● Exercise
Return the whole listing, keeping every character the same.

--- Listing ---

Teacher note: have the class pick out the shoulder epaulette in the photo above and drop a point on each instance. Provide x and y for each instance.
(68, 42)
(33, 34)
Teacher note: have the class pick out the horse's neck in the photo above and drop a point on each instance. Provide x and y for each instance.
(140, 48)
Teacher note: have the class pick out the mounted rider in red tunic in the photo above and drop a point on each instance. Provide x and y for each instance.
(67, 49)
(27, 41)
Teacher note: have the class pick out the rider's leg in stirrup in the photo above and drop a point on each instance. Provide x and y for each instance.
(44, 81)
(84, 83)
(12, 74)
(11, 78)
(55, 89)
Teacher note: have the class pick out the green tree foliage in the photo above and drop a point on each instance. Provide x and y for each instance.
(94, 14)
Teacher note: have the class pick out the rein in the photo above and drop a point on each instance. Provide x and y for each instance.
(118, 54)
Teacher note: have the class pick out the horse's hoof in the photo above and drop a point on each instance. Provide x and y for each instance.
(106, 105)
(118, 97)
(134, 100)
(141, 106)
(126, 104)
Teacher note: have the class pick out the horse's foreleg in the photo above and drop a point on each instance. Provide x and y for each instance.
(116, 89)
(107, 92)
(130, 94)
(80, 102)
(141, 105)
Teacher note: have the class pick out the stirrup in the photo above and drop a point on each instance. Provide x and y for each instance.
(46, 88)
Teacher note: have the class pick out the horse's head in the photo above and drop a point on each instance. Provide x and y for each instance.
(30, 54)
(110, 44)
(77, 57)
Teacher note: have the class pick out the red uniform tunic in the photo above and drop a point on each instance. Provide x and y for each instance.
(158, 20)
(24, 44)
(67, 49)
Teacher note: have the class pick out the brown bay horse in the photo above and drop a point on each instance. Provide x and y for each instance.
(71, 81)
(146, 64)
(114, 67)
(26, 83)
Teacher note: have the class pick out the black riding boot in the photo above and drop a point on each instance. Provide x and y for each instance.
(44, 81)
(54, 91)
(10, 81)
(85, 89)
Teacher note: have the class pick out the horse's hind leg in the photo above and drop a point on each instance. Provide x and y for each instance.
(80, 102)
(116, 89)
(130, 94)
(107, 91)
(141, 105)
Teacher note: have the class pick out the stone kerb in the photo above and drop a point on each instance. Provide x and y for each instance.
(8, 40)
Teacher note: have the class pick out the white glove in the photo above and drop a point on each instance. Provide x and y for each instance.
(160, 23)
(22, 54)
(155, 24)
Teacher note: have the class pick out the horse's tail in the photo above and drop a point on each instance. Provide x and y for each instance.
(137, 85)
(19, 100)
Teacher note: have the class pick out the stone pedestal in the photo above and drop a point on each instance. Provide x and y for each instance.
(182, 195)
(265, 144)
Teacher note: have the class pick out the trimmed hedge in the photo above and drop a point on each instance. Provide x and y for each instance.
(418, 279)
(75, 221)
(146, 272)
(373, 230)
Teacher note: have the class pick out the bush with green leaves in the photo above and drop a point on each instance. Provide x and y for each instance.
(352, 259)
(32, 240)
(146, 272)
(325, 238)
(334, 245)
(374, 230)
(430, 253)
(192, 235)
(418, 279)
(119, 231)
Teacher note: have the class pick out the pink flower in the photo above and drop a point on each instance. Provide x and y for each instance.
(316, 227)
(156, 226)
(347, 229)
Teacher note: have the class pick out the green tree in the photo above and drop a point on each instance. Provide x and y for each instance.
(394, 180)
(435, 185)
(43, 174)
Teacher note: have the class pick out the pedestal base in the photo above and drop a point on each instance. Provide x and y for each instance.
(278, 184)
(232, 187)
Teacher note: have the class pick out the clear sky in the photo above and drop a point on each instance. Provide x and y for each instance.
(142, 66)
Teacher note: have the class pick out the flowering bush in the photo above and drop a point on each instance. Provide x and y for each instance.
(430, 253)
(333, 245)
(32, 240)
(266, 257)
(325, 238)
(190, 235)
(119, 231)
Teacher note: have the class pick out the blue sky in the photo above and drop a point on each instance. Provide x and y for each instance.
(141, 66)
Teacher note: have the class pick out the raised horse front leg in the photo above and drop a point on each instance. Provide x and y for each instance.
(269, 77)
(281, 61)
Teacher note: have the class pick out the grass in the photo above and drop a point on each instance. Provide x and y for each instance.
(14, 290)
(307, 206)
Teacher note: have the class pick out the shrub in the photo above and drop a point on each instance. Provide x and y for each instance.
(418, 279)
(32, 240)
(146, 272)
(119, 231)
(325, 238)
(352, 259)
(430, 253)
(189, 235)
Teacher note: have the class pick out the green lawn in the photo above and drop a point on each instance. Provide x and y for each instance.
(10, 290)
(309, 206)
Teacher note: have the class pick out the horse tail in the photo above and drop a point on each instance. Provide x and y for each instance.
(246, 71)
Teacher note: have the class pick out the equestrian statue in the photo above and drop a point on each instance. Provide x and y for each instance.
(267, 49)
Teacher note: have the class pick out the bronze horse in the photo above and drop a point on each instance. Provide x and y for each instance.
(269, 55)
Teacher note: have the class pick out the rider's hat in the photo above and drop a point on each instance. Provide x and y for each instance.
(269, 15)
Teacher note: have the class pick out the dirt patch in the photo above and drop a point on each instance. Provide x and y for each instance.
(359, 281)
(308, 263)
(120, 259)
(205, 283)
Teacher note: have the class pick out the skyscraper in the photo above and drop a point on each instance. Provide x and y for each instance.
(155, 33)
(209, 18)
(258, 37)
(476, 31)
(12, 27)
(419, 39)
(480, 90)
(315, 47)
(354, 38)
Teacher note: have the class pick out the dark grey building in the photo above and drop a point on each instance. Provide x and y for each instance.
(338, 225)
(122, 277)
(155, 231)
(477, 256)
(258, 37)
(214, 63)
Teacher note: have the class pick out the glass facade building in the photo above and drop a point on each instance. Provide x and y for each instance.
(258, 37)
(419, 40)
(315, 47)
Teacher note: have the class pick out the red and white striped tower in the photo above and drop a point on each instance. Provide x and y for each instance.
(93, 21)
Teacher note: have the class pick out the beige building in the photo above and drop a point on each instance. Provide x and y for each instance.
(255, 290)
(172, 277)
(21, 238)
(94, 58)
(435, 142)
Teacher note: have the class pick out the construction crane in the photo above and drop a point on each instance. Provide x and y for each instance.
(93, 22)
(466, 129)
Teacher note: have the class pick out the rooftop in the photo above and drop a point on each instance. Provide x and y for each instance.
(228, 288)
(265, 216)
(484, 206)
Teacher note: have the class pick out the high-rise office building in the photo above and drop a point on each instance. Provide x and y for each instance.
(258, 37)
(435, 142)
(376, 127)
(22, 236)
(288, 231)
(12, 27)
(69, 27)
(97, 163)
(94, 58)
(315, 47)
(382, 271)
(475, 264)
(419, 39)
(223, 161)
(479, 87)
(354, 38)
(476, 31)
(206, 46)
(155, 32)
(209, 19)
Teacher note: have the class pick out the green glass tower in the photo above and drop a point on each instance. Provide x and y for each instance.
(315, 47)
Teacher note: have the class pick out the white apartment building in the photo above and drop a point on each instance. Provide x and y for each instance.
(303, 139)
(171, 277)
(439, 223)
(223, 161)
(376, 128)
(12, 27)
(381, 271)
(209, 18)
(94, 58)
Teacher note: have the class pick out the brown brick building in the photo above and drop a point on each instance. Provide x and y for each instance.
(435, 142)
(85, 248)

---

● Solution to the problem
Teacher note: have the class pick out the shoulder epaulette in the photo above and drop a point on each instance. Provide x and y for each instance.
(68, 42)
(33, 34)
Teacher note: have the class pick out the horse's neck in the photo above and drop a point on each instance. Provide x and y for each instance.
(140, 48)
Teacher note: have the class pick out the mounted rider in red tunic in the photo above and drop a point on each instance. Provide x and y for each instance.
(67, 49)
(27, 41)
Teacher note: have the class pick out the rider's leg in stirrup in the photo above and drop a point on each instance. Provide x and y for each instance.
(44, 81)
(84, 83)
(12, 74)
(11, 78)
(55, 89)
Teacher note: have the class pick out the green tree foliage in the photo above and drop a point on each instance. Provide x and y for each instance.
(94, 14)
Teacher note: have the class pick out the rein in the photo above and drop a point on each instance. Provide x and y for each instance.
(118, 54)
Teacher note: have the class pick out the horse's hoof in the photo above and drop a point on each instance. Provide x and y for each instance.
(106, 105)
(118, 97)
(134, 100)
(141, 106)
(126, 104)
Teacher note: have the class pick out the horse's foreleg in the photo above and drop a point on each instance. Provide x and y for each instance.
(116, 89)
(107, 92)
(130, 94)
(80, 102)
(141, 105)
Teacher note: have the class pick out the stirrup in the photo above and drop a point on each instance. Provide x and y for each instance.
(46, 88)
Teacher note: have the class pick out the horse's head in the photo above and drop a point on each instance. Provide x and y for each instance.
(30, 54)
(110, 44)
(77, 57)
Teacher note: have the class pick out the red uniform tunic in the photo above and drop a point on each instance. Provide x and y for each instance.
(158, 20)
(24, 44)
(67, 49)
Teacher note: have the class pick out the brown bay horse in the photo above and drop a point on each instance. Provide x and y for each instance.
(71, 81)
(146, 64)
(114, 67)
(26, 83)
Teacher note: have the class pick out the black riding boot in the photo above and drop a point on each instance. Provide x and y for each instance.
(44, 81)
(54, 91)
(10, 81)
(85, 89)
Teacher note: have the class pick out the horse's hind leg in the photo above and drop a point on each instance. Provide x and y for each instance.
(80, 102)
(116, 89)
(130, 94)
(107, 91)
(141, 105)
Teacher note: have the class pick out the stone kerb in the photo above and drop a point on each instance. Provide x and y for each instance.
(8, 40)
Teacher note: have the class pick out the white glove in the photo above and drop a point on each instance. Provide x and y for each instance.
(160, 23)
(22, 54)
(155, 24)
Teacher note: have the class pick out the horse's tail in the photo above and drop a point on each instance. Provide x and y for each instance.
(137, 85)
(19, 100)
Teacher note: have the class pick out the stone pedestal in the photo above and drop a point on each instance. Provide x and y for each instance.
(182, 195)
(265, 144)
Teacher note: have the class pick out the trimmed hedge in the photo above and drop a point on each instance. Provide x and y for each instance.
(418, 279)
(75, 221)
(146, 272)
(373, 230)
Teacher note: have the class pick out the bush with green leaves in the photo above and drop a point on each instance. Provide x and y for each instance.
(352, 259)
(32, 240)
(146, 272)
(325, 238)
(334, 245)
(374, 230)
(430, 253)
(192, 235)
(418, 279)
(119, 231)
Teacher note: have the class pick out the pink flower in the photo above and drop a point on each instance. Provide x and y for each instance.
(316, 227)
(156, 226)
(347, 229)
Teacher note: have the class pick out the green tree in the photo above and drop a point on each instance. Provide x and y for each instance.
(394, 180)
(435, 185)
(43, 174)
Teacher note: have the class pick out the pedestal base in the photo above and drop a point on each instance. Provide x and y for each instance.
(278, 184)
(232, 187)
Teacher note: have the class pick out the clear sky in the photo above and drop a point on each instance. Provide x and y for each instance.
(142, 66)
Teacher note: have the class pick out the flowering bush in the photo above and drop a point on each instance. Provide x and y for each instance.
(430, 253)
(333, 245)
(32, 240)
(266, 257)
(325, 238)
(190, 235)
(119, 231)
Teacher note: have the class pick out the blue sky in the photo above and drop a point on each instance. Provide x and y for each instance.
(141, 66)
Teacher note: have the class pick out the raised horse front leg in the photo above and drop a point on each instance. Provide x and y for each instance.
(269, 77)
(281, 61)
Teacher note: have the class pick out the grass in the photo above and drop a point on each instance. Provide x and y for each instance.
(14, 290)
(307, 206)
Teacher note: have the class pick out the shrub in the photo above and drop a point on each instance. Provide x and y for each instance.
(418, 279)
(32, 240)
(146, 272)
(119, 231)
(325, 238)
(352, 259)
(430, 253)
(189, 235)
Teacher note: have the class pick out the green lawn in the photo above and drop a point on each instance. Provide x and y for each instance.
(10, 290)
(309, 206)
Teacher note: have the class pick out the horse tail in the photo above and drop a point on each instance. Provide x and y for each instance.
(246, 71)
Teacher note: have the class pick out the equestrian statue in the photo above and drop a point on each instance. Provide x and y for each instance.
(267, 49)
Teacher note: have the class pick out the bronze horse in the photo above and drop a point on each instance. Provide x and y for each instance.
(269, 55)
Teacher note: have the class pick out the rider's hat in the photo above and drop a point on each instance. Provide x and y for each instance.
(269, 15)
Teacher note: have the class pick out the dirt patch in the photo above and drop a point on each instance. Provide x and y for each instance.
(359, 281)
(308, 263)
(120, 259)
(205, 283)
Teacher note: have the class pick out the skyscraper in the photo above and drop a point on each instance. Provide x and y for each instance.
(155, 33)
(209, 18)
(258, 37)
(476, 31)
(12, 27)
(419, 39)
(480, 90)
(315, 47)
(354, 38)
Teacher note: have the class pick out the dark grey building in the photo above and drop a point on each instance. Provide x and y for each instance.
(338, 225)
(122, 277)
(155, 231)
(477, 256)
(258, 37)
(214, 63)
Teacher note: have the class pick out the glass facade building in the photo above and drop a point on each instance. Provide x and y for each instance.
(258, 37)
(419, 40)
(315, 47)
Teacher note: have the class pick out the red and white striped tower in the photo above and drop a point on each instance. Provide x and y for each instance.
(93, 21)
Teacher note: have the class pick out the beige building in the photo above and drop a point on each instance. Provide x and y for each instance.
(255, 290)
(172, 277)
(21, 238)
(94, 58)
(435, 142)
Teacher note: have the class pick out the construction crane in the photo above and drop a point on each instance. Provide x and y for each instance.
(93, 22)
(466, 129)
Teacher note: have the class pick out the rooftop in the photo above and drop a point on each instance. Provide x and y for each instance.
(228, 288)
(265, 216)
(484, 206)
Teacher note: have the class pick out the high-rise office building in the photo above and drop a point on each instance. Provide x and y for each instance.
(258, 37)
(435, 142)
(376, 127)
(22, 236)
(288, 231)
(12, 27)
(69, 27)
(97, 163)
(94, 58)
(315, 47)
(382, 271)
(475, 264)
(419, 39)
(223, 161)
(479, 87)
(354, 38)
(476, 31)
(206, 46)
(155, 32)
(209, 19)
Teacher note: have the class pick out the green glass tower in the photo above and drop a point on each instance. Provide x and y for each instance.
(315, 47)
Teacher note: have the class pick out the white apartment building in the photo above and drop a point on each instance. Provide x and y for each instance.
(303, 139)
(171, 277)
(439, 223)
(223, 161)
(376, 128)
(12, 27)
(381, 271)
(209, 18)
(94, 58)
Teacher note: have the class pick out the brown brick building in the photo above and drop a point on each instance. Provide x and y for each instance.
(435, 142)
(85, 248)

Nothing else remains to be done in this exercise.